**The problem**
Beginning with the line below that contains "positive clicks: (317, 60)" and ending with the line that contains "388L446 393L456 402L455", copy every line exactly. Copy nothing else.

[Collected data]
───

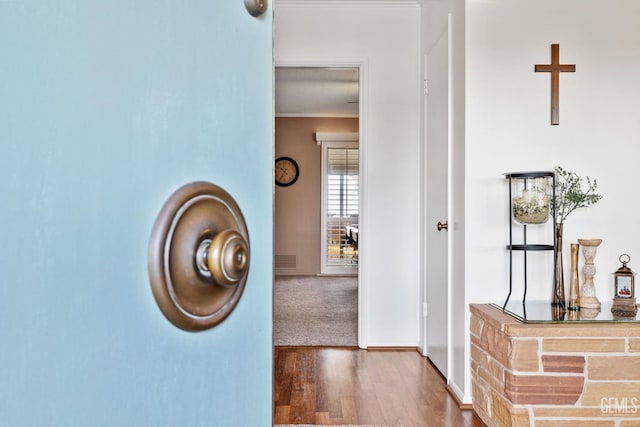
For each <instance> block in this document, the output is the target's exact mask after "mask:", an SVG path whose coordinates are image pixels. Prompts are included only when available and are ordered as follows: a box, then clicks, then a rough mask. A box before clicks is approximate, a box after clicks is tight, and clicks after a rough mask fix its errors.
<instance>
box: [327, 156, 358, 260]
mask: <svg viewBox="0 0 640 427" xmlns="http://www.w3.org/2000/svg"><path fill="white" fill-rule="evenodd" d="M325 179H326V186H325V191H326V194H325V197H326V199H325V200H326V202H325V206H326V212H325V214H326V221H325V224H326V230H325V232H326V234H325V237H326V248H327V252H326V266H327V269H328V270H335V269H340V268H341V267H346V268H347V269H348V268H357V265H358V209H359V189H358V185H359V154H358V148H342V147H341V148H329V147H328V148H327V152H326V175H325Z"/></svg>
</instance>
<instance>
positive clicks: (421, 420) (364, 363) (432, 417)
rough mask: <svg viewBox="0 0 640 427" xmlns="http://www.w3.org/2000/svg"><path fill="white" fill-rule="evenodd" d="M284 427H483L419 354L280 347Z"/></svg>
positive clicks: (473, 415) (409, 352) (399, 351)
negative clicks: (350, 425)
mask: <svg viewBox="0 0 640 427" xmlns="http://www.w3.org/2000/svg"><path fill="white" fill-rule="evenodd" d="M274 384H275V386H274V387H275V390H274V399H275V414H274V422H273V423H274V425H278V424H321V425H336V424H374V425H389V426H394V427H395V426H402V427H449V426H450V427H475V426H477V427H483V426H484V423H483V422H482V421H481V420H480V418H479V417H478V416H477V415H475V414H474V413H473V412H472V411H461V410H460V409H459V408H458V405H457V404H456V402H455V400H454V399H453V397H451V395H449V393H448V392H447V390H446V386H445V382H444V379H443V378H442V376H441V375H440V374H439V373H438V372H437V370H436V369H435V368H434V367H433V365H431V363H430V362H429V361H428V360H427V359H426V358H424V357H422V356H421V355H420V354H419V353H418V352H416V351H367V350H359V349H348V348H320V347H276V348H275V381H274Z"/></svg>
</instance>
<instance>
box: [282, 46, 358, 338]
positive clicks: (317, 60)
mask: <svg viewBox="0 0 640 427" xmlns="http://www.w3.org/2000/svg"><path fill="white" fill-rule="evenodd" d="M274 67H276V68H280V67H309V68H313V67H318V68H357V69H358V70H359V84H360V89H359V91H358V93H359V95H358V96H359V104H358V106H359V111H358V122H359V123H358V131H359V134H360V135H359V136H360V140H359V157H360V160H359V163H360V184H359V191H360V194H359V197H360V205H359V208H358V209H359V218H358V226H359V229H360V231H361V234H362V235H364V236H365V237H364V239H363V240H361V241H359V242H358V347H360V348H363V349H364V348H367V345H368V344H367V342H368V338H367V337H368V331H367V325H366V319H367V307H368V303H367V287H366V283H367V282H368V280H367V279H366V278H367V276H368V272H367V268H366V265H367V262H366V241H367V238H366V230H367V225H366V224H367V209H366V205H367V204H366V200H367V197H366V189H367V185H366V183H367V169H366V167H365V165H366V158H367V147H368V146H367V120H366V118H367V102H366V100H367V99H368V96H367V88H368V85H367V84H368V78H367V77H368V76H367V71H368V61H367V59H366V58H294V57H278V56H276V57H274ZM359 240H360V236H359Z"/></svg>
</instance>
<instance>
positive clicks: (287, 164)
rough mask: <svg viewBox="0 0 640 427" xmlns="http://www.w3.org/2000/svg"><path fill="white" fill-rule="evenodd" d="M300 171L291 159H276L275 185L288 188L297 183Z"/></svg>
mask: <svg viewBox="0 0 640 427" xmlns="http://www.w3.org/2000/svg"><path fill="white" fill-rule="evenodd" d="M298 175H300V170H299V169H298V164H297V163H296V161H295V160H293V159H292V158H291V157H278V158H277V159H276V171H275V176H276V184H277V185H279V186H281V187H288V186H290V185H293V183H294V182H296V181H297V179H298Z"/></svg>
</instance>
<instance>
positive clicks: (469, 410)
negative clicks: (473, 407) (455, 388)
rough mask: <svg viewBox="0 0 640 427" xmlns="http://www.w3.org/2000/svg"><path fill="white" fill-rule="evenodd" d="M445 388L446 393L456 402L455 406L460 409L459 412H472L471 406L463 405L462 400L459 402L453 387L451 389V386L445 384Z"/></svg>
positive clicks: (458, 400)
mask: <svg viewBox="0 0 640 427" xmlns="http://www.w3.org/2000/svg"><path fill="white" fill-rule="evenodd" d="M446 388H447V392H448V393H449V395H450V396H451V397H453V400H455V401H456V405H458V408H460V410H461V411H473V404H471V403H464V402H463V401H462V400H460V398H459V397H458V394H457V393H456V392H455V390H454V389H453V387H451V385H449V384H447V386H446Z"/></svg>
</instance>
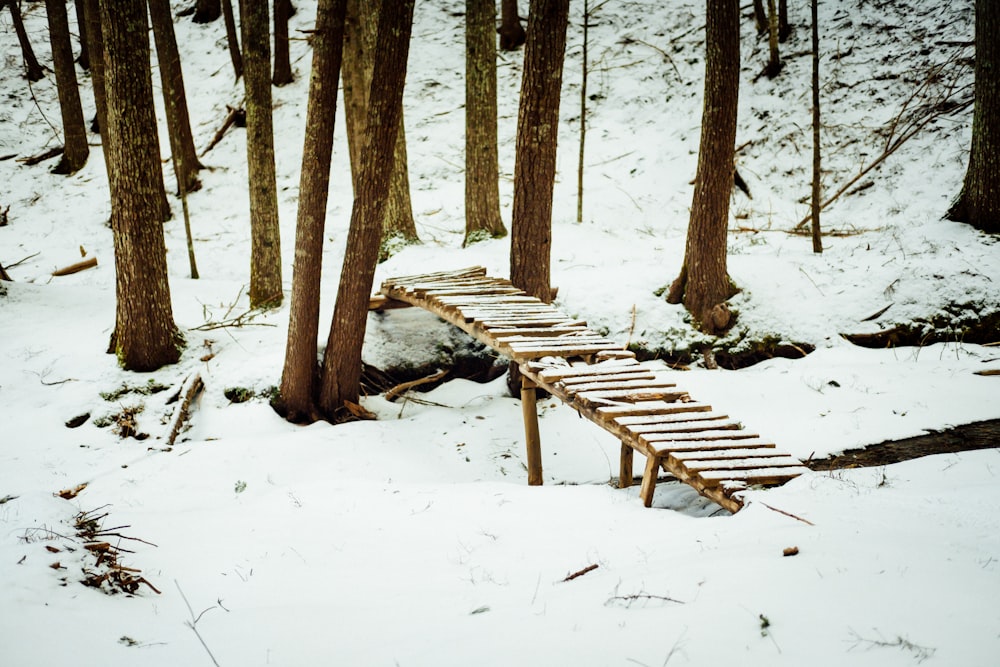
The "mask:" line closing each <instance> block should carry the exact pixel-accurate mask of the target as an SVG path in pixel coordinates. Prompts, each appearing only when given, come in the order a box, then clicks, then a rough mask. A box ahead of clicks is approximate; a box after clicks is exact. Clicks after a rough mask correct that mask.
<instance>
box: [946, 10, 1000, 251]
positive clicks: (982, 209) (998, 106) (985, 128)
mask: <svg viewBox="0 0 1000 667" xmlns="http://www.w3.org/2000/svg"><path fill="white" fill-rule="evenodd" d="M975 12H976V19H975V20H976V64H975V77H976V83H975V85H976V101H975V106H974V107H973V112H972V147H971V150H970V151H969V168H968V170H966V172H965V181H964V182H963V183H962V191H961V193H960V194H959V195H958V198H957V199H956V200H955V202H954V203H953V204H952V206H951V209H950V210H949V211H948V213H947V216H946V217H947V218H948V219H950V220H955V221H957V222H967V223H969V224H970V225H972V226H974V227H976V228H977V229H981V230H983V231H984V232H989V233H991V234H997V233H1000V39H997V35H998V34H1000V3H998V2H996V1H995V0H976V5H975Z"/></svg>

───

**Response to this task**
positive clicks: (317, 60)
mask: <svg viewBox="0 0 640 427" xmlns="http://www.w3.org/2000/svg"><path fill="white" fill-rule="evenodd" d="M274 67H276V68H280V67H309V68H313V67H318V68H357V69H358V70H359V84H360V89H359V91H358V93H359V95H358V96H359V104H358V106H359V111H358V122H359V123H358V131H359V134H360V135H359V136H360V140H359V157H360V160H359V163H360V184H359V191H360V194H359V197H360V205H359V208H358V209H359V218H358V226H359V229H360V231H361V234H362V235H364V236H365V237H364V239H363V240H361V241H359V242H358V347H360V348H363V349H364V348H367V345H368V344H367V342H368V338H367V337H368V331H367V325H366V319H367V307H368V303H367V287H366V283H367V282H368V280H367V279H366V278H367V276H368V272H367V268H366V265H367V262H366V241H367V238H366V230H367V225H366V224H367V209H366V205H367V204H366V200H367V197H366V189H367V185H366V183H367V169H366V167H365V165H366V158H367V147H368V146H367V120H366V118H367V102H366V100H367V99H368V96H367V88H368V85H367V84H368V78H367V77H368V76H367V71H368V61H367V59H366V58H294V57H278V56H276V57H274ZM359 240H360V236H359Z"/></svg>
</instance>
<instance>
positive clicks: (287, 164)
rough mask: <svg viewBox="0 0 640 427" xmlns="http://www.w3.org/2000/svg"><path fill="white" fill-rule="evenodd" d="M300 171L291 159H276L275 185L288 188L297 183Z"/></svg>
mask: <svg viewBox="0 0 640 427" xmlns="http://www.w3.org/2000/svg"><path fill="white" fill-rule="evenodd" d="M298 175H300V170H299V169H298V164H297V163H296V161H295V160H293V159H292V158H291V157H278V158H277V159H276V171H275V176H276V184H277V185H279V186H281V187H288V186H290V185H293V183H294V182H296V181H297V179H298Z"/></svg>
</instance>
<instance>
positive clicks: (469, 410)
negative clicks: (473, 407) (455, 388)
rough mask: <svg viewBox="0 0 640 427" xmlns="http://www.w3.org/2000/svg"><path fill="white" fill-rule="evenodd" d="M445 388L446 393L456 402L455 406L460 409L459 412H472L471 406L463 405L462 400L459 402L453 387L451 389V386L445 384Z"/></svg>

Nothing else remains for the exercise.